- [Task details]
Return the lines below word for word, leaving out the pictures.

- [Data section]
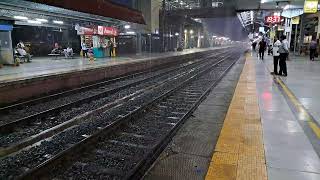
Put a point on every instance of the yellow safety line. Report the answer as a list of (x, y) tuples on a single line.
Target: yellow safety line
[(239, 153), (303, 113)]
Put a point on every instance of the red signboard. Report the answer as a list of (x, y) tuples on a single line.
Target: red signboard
[(98, 7), (273, 19), (98, 30)]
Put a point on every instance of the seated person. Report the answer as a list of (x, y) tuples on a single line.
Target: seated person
[(56, 49), (22, 52), (68, 52)]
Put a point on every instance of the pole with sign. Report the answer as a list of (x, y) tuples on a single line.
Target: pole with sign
[(310, 6), (295, 21)]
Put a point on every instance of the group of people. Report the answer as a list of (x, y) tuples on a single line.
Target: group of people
[(280, 55), (262, 46), (280, 51), (88, 52), (20, 51), (57, 49)]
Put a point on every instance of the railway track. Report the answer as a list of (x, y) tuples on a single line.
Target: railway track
[(125, 149), (42, 153), (26, 131)]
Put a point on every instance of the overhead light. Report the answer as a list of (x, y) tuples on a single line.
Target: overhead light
[(33, 22), (41, 20), (130, 32), (20, 17), (286, 7), (57, 22)]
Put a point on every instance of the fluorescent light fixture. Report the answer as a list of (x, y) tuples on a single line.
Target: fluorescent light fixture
[(286, 7), (20, 17), (41, 20), (34, 22), (57, 22), (130, 32)]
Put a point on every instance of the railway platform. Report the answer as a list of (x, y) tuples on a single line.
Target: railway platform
[(45, 75), (269, 128)]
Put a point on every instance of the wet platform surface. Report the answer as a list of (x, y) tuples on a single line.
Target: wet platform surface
[(189, 153), (286, 103), (269, 131), (50, 66)]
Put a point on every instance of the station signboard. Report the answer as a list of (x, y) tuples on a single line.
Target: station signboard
[(107, 31), (310, 6), (98, 30), (273, 19)]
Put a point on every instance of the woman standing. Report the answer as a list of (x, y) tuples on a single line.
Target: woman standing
[(313, 49), (276, 56), (284, 52)]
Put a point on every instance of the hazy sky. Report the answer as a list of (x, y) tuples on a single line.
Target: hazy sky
[(228, 26)]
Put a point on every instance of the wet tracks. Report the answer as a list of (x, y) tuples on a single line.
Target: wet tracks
[(121, 152)]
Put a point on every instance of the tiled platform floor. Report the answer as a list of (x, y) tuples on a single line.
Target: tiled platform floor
[(289, 152), (239, 153), (48, 66), (304, 81)]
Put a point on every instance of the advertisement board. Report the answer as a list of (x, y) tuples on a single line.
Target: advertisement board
[(310, 6), (273, 19)]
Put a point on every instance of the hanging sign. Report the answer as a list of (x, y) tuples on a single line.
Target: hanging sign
[(310, 6), (295, 20), (107, 31), (273, 19)]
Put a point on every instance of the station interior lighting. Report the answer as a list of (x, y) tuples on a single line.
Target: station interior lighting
[(130, 32), (20, 17), (41, 20), (57, 22), (33, 22)]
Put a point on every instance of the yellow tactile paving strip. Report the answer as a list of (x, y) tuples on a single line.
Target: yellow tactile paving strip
[(239, 153)]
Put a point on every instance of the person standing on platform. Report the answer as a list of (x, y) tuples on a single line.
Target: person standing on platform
[(111, 46), (84, 49), (262, 48), (284, 52), (276, 56), (313, 49)]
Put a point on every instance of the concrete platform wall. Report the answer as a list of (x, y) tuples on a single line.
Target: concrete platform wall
[(16, 91)]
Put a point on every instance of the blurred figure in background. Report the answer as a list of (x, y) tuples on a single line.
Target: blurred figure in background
[(262, 48), (276, 56), (313, 48)]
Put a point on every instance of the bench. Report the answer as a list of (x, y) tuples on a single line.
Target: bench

- [Answer for this exercise]
Put a point on every instance of the yellow safety line. Report the answer as a list of (x, y) tuples on a single line.
Target: yellow safety line
[(239, 153), (303, 113)]
Put a point on every instance of the red signboard. Report the answer as a list of (x, y) tuples on a single line.
Target: red signboard
[(98, 7), (273, 19), (98, 30)]
Put a point on every instance of the seated person. Report the answer as a list of (x, y) tuples on a single line.
Target: seated person
[(56, 49), (22, 52), (68, 52)]
Put a point on every instance of the pole with sign. Report the answer as a list of (x, y) tuples on a single line.
Target: pole with sign
[(310, 6), (295, 21)]
Put a point on every instance of the group of people. Report the answer as a list of (x, y) tuples on a single line.
Target: group of people
[(280, 55), (262, 46), (280, 51), (88, 52), (20, 51), (57, 49)]
Put a point on every instance of the railway track. Report the answer as a list of (x, y) tuples on a single line.
Target: railway track
[(125, 149), (42, 153), (26, 131)]
Put a point on every instance of the overhead light. Report the answer as a list of (x, y) tuples on a single line.
Target: overhead light
[(33, 22), (41, 20), (130, 32), (20, 17), (286, 7), (57, 22)]
Put a point on every instance of the fluorescent light fixture. Report the answer as a list of (x, y) tuples on a single line.
Target: fluorescent light fixture
[(286, 7), (20, 17), (41, 20), (34, 22), (57, 22), (130, 32)]
Put a point on every instance of the railway platform. Report the answer as a list of (x, y) tuples on a single line.
Target: railway platform
[(45, 75), (269, 128)]
Put a point on every instance of the wet platform surface. Report the answer as a list of (x, y) tuples on a single line.
Target: wet platform surface
[(189, 153), (286, 103), (269, 131), (50, 66)]
Put a point on every instance of the station signboard. Report the answer as a list of (x, y) tuples on a single line.
Target: station signboard
[(107, 31), (310, 6), (98, 30), (273, 19)]
Put a point on every instance of the woman standing. Report the answer as a list of (x, y) tuples on a single line.
Target: woman standing
[(313, 49), (276, 56), (284, 52)]
Put a point on every instance of the hazy sky. Report the answer as a list of (x, y) tuples on a single line.
Target: hazy sky
[(228, 26)]
Put a point on every instance of the wet tracks. Report the answer as a list of (x, y) tuples on a single line.
Target: wet tracks
[(121, 152)]
Put a point on every instance of the tiled platform floor. Report the answer as a list of (x, y) tuples on a single line.
Target: tiled platform floor
[(289, 152), (239, 153), (48, 66), (304, 81)]
Put a point on every instance of the advertisement board. Report the answer as a list of (x, y) tuples on a single line.
Target: advertisement board
[(310, 6), (273, 19)]
Put a point on every instance of the hanging sign. Report the answer as a list of (x, y) tuples on a single line.
Target: hanging sign
[(310, 6), (295, 20), (107, 31), (273, 19)]
Put a point on every instance of the station interior lighting. Report the answer as a list of (x, y) tuples on a single line.
Target: station interior lighting
[(130, 32), (20, 17), (41, 20), (57, 22), (33, 22)]
Put a point on every instance of the yellow tactile paving strip. Report the answer as a list of (x, y) tuples on a single line.
Target: yellow tactile paving strip
[(239, 153)]
Put a point on every instance of the person standing on platform. Report the answer as a list of (x, y) tuples on a single line.
Target: person standing on platform
[(111, 46), (84, 49), (262, 48), (284, 52), (276, 56), (313, 49)]
Put a point on every instance of the concrete platform wall. Report the answer as a list of (x, y) tuples on a single line.
Target: concrete platform wall
[(16, 91)]
Put a point on every instance of the blurred figure in background. Report the answer as a list of (x, y) tuples on a single line.
Target: blurred figure in background
[(262, 48), (276, 56), (313, 48)]
Put a point on every instance of the bench. Report the answer as a list of (x, y) tuples on a single line.
Target: bench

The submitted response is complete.